▶ **DESCRIÇÃO DA TAREFA**
Reproduz por inteiro e sem qualquer alteração o texto abaixo sobre a violência doméstica durante a quarentena.

A ASSOGE (Observatório de Género), desde o início da imposição das medidas institucionais para frear a pandemia, tem vindo a desenvolver nas redes sociais a campanha “Quarentena sem violência doméstica”, bem como tem alertado para que todos prestemos uma maior atenção a questão da violência doméstica nessa altura. Este alerta da ASSOGE é mais do que legítimo. Soma-se ao alerta um pedido da organização para que as autoridades angolanas criem uma linha telefónica que possa ser usada pelas vítimas para denunciar abusos nessa época sendo que, pelas redes sociais, de acordo à ASSOGE, já começam a surgir denúncias de casos de violência doméstica. Temos todos a responsabilidade de apelar para que os nossos órgãos de segurança do Estado acautelem estas situações. É preciso que se disponibilizem contactos de emergência para as vítimas e as pessoas próximas a fim de puderem denunciar e expor situações do género. Além das vítimas e das pessoas próximas, qualquer um de nós que tomar conhecimento deve tomar a iniciativa de denunciar pois a violência doméstica é considerado um crime público, logo, também está em nossas mãos destapá-lo e exigir que se tomem medidas sobre ele.
É certo que estamos num período complicado, mas é importante que “os direitos humanos não durmam”, não sejam negligenciados. É importante que os direitos humanos para as mulheres, a todos os níveis, continuem a ser assegurados.

▶ **OS DADOS**
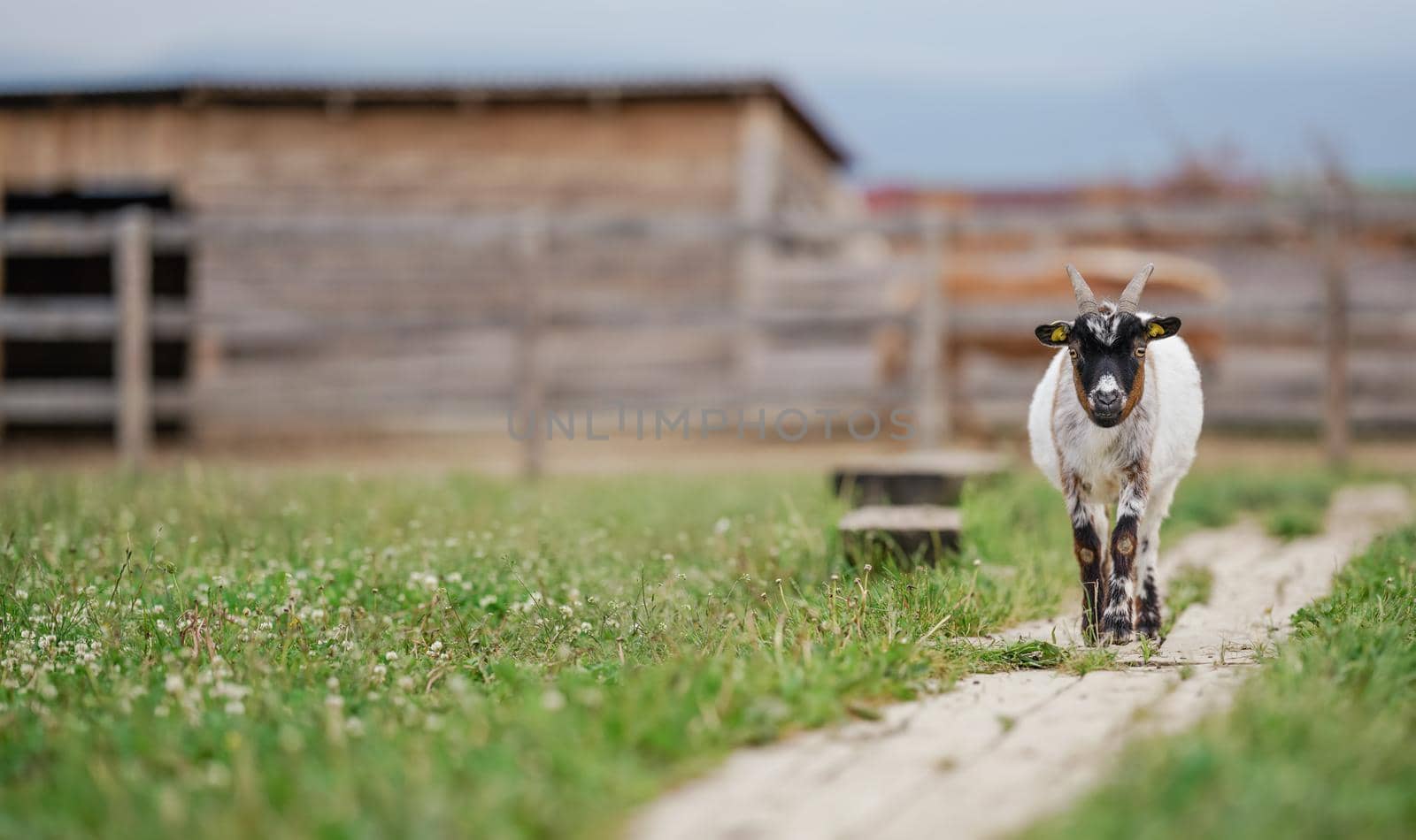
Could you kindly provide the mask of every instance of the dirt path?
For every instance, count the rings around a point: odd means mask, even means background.
[[[1171,573],[1208,567],[1209,602],[1188,608],[1148,663],[1131,645],[1121,653],[1134,663],[1127,670],[978,675],[946,694],[888,707],[879,721],[741,751],[644,810],[632,836],[991,837],[1018,830],[1097,782],[1104,771],[1097,758],[1127,738],[1180,730],[1226,706],[1255,651],[1286,635],[1289,617],[1323,595],[1348,557],[1409,516],[1403,489],[1371,486],[1337,495],[1323,536],[1277,543],[1253,525],[1197,533],[1167,550],[1161,566]],[[1035,622],[980,643],[1069,643],[1075,625],[1075,617]]]

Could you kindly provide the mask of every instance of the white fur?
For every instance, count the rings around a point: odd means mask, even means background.
[[[1144,313],[1140,317],[1150,318]],[[1136,580],[1141,585],[1154,580],[1160,525],[1170,513],[1175,486],[1195,460],[1204,414],[1199,368],[1180,337],[1147,346],[1141,399],[1131,414],[1112,428],[1092,423],[1078,402],[1066,349],[1054,356],[1028,410],[1032,461],[1058,489],[1062,489],[1062,469],[1080,478],[1085,492],[1075,503],[1069,499],[1069,505],[1075,505],[1073,516],[1092,518],[1100,537],[1103,567],[1109,563],[1106,506],[1116,506],[1119,516],[1138,518]],[[1137,455],[1148,465],[1150,492],[1144,498],[1124,486],[1121,472]],[[1124,587],[1126,600],[1113,602],[1107,612],[1129,608],[1134,590],[1130,580]]]

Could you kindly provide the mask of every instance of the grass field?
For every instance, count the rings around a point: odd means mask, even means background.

▶ **RESULTADO**
A ASSOGE (Observatório de Género), desde o início da imposição das medidas institucionais para frear a pandemia, tem vindo a desenvolver nas redes sociais a campanha “Quarentena sem violência doméstica”, bem como tem alertado para que todos prestemos uma maior atenção a questão da violência doméstica nessa altura. Este alerta da ASSOGE é mais do que legítimo. Soma-se ao alerta um pedido da organização para que as autoridades angolanas criem uma linha telefónica que possa ser usada pelas vítimas para denunciar abusos nessa época sendo que, pelas redes sociais, de acordo à ASSOGE, já começam a surgir denúncias de casos de violência doméstica. Temos todos a responsabilidade de apelar para que os nossos órgãos de segurança do Estado acautelem estas situações. É preciso que se disponibilizem contactos de emergência para as vítimas e as pessoas próximas a fim de puderem denunciar e expor situações do género. Além das vítimas e das pessoas próximas, qualquer um de nós que tomar conhecimento deve tomar a iniciativa de denunciar pois a violência doméstica é considerado um crime público, logo, também está em nossas mãos destapá-lo e exigir que se tomem medidas sobre ele.
É certo que estamos num período complicado, mas é importante que “os direitos humanos não durmam”, não sejam negligenciados. É importante que os direitos humanos para as mulheres, a todos os níveis, continuem a ser assegurados.